■ Text block
***

By Brian Walker – The Retail Doctor Group
Have you ever sat at the Monday morning retail team meeting and heard the following?
‘Well, sales were down this weekend due to a lack of customers’
(comments like this are especially compelling in this current marketplace where talking it down is fast becoming a national pastime!)
Recently, I visited 5 different retailers in store (15 minutes per visit) to observe first hand this current malaise of retailers not having enough customers.
Here are the impromptu results from my observations:
• Over the 5 fifteen minute periods there was an average of 24 customers in the stores observed
• Average staffing numbers were 3 staff
• Average customer to staff ratio over this period was therefore 8:1
Given the 15 customers who could likely be adequately served by the 3 staff, this leaves 9 customers whose needs could not be properly addressed (even with all the best intent from the staff). These were therefore sales lost.
These 9 customers over 5 separate periods is 45 potential customers. At a hypothetical average spend of $50 this equates to a potential $2250 that wasn’t spent in these retail stores. Add this number up across the retail sector and we can start to see the impact that losing existing customers has on a business with the best positioning strategy in the world not amounting to a lot if the retail conversion is not seamlessly delivered.

***

■ Challenge 1
In the retail article, how long did each of the store visits last?
■ Challenge 2
In the retail article, switch "impromptu" to "informal" and give the stretch from "Here are the" through "therefore sales lost.".
■ Challenge 3
Resume the retail article after its last sentence and continue writing it.
The records below are separate material, apart from the retail article.

***

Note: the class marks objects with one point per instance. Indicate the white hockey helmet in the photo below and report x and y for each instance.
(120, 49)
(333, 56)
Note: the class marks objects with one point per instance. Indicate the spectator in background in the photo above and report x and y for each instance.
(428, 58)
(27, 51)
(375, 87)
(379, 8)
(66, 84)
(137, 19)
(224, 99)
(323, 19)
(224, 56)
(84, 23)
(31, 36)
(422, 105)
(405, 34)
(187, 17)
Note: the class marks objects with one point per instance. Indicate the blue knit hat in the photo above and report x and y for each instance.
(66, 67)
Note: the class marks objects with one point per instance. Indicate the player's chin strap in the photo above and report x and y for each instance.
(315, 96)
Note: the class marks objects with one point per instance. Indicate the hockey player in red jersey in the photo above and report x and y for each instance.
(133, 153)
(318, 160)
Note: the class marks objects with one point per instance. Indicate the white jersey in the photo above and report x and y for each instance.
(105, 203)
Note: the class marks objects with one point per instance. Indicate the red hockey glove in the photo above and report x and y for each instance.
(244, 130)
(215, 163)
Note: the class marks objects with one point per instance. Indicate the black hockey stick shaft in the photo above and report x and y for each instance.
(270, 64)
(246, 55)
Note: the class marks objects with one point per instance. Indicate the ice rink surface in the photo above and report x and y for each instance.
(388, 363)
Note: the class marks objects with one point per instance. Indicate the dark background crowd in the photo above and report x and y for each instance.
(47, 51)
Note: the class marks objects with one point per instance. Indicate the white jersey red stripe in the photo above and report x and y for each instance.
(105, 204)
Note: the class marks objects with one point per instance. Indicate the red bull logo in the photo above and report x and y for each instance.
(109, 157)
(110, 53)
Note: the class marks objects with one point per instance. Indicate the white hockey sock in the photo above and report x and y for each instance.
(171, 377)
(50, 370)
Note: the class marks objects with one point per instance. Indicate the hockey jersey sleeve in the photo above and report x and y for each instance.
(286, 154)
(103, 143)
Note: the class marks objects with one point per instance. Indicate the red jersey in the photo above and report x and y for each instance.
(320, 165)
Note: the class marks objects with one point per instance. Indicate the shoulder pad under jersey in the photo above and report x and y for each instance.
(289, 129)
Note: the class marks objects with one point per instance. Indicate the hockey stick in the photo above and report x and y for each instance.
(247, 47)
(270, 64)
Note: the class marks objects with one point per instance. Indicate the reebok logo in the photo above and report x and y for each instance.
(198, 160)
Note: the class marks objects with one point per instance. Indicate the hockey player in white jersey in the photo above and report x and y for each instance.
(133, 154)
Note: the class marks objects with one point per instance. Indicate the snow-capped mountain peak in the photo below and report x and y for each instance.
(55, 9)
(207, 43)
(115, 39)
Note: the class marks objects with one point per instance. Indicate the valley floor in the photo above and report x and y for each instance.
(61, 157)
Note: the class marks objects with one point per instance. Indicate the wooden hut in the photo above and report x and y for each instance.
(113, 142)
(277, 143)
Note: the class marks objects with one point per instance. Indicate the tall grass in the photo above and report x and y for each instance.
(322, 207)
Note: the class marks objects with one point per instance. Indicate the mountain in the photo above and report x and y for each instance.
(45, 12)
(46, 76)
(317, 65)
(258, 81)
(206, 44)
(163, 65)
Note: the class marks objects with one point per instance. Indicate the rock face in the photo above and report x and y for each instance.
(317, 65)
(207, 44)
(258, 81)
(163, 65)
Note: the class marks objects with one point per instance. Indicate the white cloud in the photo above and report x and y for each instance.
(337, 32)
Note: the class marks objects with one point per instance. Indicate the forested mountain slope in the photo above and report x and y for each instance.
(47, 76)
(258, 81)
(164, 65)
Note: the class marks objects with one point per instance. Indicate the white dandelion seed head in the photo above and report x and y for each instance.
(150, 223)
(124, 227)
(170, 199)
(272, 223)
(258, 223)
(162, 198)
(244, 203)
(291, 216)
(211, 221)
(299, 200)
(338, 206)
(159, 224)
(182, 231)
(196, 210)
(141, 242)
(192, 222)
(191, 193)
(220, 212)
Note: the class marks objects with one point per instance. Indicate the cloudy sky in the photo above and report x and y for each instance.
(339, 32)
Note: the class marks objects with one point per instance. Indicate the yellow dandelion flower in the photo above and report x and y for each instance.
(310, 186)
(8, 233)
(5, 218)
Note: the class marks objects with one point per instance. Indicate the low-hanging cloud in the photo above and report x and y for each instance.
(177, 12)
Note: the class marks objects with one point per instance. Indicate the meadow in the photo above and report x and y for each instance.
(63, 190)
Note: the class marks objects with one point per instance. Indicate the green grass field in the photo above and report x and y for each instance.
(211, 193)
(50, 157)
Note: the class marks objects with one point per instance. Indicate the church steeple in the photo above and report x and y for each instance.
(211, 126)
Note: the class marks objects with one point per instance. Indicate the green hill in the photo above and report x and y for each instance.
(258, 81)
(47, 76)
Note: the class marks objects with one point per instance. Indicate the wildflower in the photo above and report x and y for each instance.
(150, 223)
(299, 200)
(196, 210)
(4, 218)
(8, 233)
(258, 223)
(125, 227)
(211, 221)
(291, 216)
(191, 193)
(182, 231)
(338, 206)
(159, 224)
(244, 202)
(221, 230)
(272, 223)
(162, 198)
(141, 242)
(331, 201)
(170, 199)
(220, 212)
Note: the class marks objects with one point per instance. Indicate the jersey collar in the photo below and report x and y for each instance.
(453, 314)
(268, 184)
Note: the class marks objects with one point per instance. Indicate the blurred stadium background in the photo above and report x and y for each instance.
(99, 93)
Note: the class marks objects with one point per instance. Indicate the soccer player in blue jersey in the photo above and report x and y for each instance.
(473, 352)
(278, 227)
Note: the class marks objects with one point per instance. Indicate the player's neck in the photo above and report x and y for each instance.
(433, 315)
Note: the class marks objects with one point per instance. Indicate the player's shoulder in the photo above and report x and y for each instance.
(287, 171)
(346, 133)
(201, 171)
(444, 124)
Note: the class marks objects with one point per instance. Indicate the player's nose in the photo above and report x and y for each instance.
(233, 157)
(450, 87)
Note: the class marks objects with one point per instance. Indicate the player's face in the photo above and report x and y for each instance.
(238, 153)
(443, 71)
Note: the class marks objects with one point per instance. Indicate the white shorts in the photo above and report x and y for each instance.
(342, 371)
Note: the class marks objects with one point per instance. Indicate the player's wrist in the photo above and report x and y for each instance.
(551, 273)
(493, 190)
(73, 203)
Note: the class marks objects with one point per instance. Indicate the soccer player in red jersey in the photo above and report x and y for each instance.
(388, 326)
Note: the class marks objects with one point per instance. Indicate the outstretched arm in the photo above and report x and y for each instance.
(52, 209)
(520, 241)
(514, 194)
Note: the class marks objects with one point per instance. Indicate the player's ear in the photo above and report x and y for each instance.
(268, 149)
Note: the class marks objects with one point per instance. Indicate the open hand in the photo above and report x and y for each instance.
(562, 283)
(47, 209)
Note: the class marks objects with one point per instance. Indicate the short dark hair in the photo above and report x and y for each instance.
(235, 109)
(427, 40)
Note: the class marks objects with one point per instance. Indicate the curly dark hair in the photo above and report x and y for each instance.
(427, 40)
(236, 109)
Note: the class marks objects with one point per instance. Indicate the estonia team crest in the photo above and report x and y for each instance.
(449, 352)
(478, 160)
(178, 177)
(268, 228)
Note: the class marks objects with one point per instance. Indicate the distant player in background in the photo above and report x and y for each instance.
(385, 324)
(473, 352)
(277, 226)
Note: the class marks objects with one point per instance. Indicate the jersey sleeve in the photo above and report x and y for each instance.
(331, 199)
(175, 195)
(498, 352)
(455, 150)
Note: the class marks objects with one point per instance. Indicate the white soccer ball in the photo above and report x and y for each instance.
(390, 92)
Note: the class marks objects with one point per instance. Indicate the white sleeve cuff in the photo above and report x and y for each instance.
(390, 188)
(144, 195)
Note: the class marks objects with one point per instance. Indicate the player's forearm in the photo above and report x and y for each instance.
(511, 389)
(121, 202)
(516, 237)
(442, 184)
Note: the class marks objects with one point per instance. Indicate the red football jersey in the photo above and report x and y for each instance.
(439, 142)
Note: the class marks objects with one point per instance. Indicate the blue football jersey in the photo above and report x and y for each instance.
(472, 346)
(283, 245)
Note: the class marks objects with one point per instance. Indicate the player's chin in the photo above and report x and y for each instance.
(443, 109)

***

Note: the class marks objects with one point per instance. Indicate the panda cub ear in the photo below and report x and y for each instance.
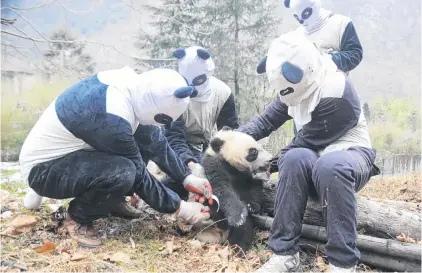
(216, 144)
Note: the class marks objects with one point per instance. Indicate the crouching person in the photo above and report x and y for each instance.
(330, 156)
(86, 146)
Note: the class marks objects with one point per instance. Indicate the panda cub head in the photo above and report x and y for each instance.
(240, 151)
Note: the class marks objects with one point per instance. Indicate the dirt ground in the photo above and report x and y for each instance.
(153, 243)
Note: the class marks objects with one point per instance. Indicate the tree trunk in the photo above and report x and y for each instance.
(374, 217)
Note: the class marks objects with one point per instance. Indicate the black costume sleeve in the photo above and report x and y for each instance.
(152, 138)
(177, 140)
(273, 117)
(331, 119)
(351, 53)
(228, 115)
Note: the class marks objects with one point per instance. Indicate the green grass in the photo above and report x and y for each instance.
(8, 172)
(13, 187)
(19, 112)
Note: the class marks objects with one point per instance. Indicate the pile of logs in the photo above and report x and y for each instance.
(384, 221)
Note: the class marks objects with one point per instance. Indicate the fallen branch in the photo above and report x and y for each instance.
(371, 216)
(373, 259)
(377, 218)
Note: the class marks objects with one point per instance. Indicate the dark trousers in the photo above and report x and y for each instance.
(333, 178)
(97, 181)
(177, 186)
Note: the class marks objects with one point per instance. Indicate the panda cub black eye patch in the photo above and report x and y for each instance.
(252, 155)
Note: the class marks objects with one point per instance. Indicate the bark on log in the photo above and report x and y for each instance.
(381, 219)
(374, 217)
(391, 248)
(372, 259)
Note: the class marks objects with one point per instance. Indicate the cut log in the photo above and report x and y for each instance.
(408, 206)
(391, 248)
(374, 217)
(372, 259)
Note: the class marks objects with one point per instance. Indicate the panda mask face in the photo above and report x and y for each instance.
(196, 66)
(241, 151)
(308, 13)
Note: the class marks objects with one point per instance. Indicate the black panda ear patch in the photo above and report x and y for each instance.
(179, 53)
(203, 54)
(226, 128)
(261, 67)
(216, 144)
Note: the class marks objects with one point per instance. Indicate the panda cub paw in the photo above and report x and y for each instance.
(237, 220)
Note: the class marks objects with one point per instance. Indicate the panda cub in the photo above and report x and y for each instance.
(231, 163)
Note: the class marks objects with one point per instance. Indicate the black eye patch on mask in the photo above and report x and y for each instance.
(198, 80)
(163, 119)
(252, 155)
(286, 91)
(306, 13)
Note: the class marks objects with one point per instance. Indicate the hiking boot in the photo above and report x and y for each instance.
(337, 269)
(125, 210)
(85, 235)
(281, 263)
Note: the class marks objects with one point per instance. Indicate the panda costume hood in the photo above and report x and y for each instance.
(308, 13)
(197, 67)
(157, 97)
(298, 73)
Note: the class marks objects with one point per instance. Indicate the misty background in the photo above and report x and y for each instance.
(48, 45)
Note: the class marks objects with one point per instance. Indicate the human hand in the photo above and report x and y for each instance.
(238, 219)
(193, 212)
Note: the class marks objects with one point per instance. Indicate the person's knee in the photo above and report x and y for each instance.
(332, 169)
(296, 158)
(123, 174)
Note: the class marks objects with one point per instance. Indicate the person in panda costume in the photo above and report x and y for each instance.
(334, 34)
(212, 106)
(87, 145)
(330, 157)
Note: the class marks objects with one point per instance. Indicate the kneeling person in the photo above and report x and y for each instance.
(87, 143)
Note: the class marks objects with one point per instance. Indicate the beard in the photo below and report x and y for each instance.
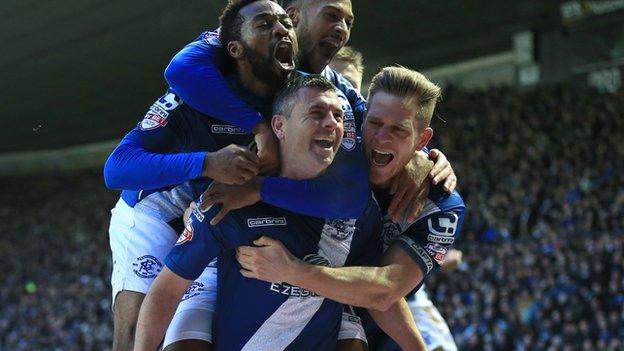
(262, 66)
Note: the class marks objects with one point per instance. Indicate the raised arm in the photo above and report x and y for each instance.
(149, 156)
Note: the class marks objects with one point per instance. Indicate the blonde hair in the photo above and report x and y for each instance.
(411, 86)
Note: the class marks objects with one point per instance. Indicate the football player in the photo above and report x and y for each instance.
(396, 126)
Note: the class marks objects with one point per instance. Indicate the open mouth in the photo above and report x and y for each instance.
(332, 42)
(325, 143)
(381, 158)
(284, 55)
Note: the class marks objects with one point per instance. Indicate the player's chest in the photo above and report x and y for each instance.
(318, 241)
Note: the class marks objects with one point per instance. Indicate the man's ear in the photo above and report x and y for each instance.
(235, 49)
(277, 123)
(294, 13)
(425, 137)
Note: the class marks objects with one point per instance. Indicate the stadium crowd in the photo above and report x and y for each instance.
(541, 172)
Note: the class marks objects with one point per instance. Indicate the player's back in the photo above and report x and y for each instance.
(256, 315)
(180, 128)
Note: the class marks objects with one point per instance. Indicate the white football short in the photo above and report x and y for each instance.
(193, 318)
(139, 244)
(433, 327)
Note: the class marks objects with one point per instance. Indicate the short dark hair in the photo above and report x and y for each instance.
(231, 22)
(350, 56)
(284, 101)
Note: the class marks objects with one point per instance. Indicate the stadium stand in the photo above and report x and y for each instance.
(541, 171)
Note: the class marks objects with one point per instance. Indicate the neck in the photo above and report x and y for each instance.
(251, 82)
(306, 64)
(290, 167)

***

■ Answer 1
Each store visit lasted 15 minutes.

■ Answer 2
Here are the informal results from my observations:
• Over the 5 fifteen minute periods there was an average of 24 customers in the stores observed
• Average staffing numbers were 3 staff
• Average customer to staff ratio over this period was therefore 8:1
Given the 15 customers who could likely be adequately served by the 3 staff, this leaves 9 customers whose needs could not be properly addressed (even with all the best intent from the staff). These were therefore sales lost.

■ Answer 3
How to capture those potential sales and make money.
• Measure transaction counts closely. Every transaction forecast should be based on historical counts and is generally a reliable predictor
• Link these to staff rosters
• Change rosters to accommodate surges and changes in transaction numbers
• Employ, rather than deploy staff based on the facts and pick up those extra sales! (A much better outcome and far more positive than merely reporting on what wasn’t. achieved)
• Place even more emphasis on having motivated well trained people whose product knowledge underpins their service excellence.
Remember that somewhere between 70% – 80% of purchases are impulse and effective ‘retail magic” with exceptional customer service underpins turning the impulse to profit! The “fitter” the business the higher the conversion rate.
The adage of worrying a little less about the customers that you wished you had, rather worry about the customers that you have applies in this example. They are out there and today’s fiscal stimulus package
by all forecasts, will bring them with money in hand.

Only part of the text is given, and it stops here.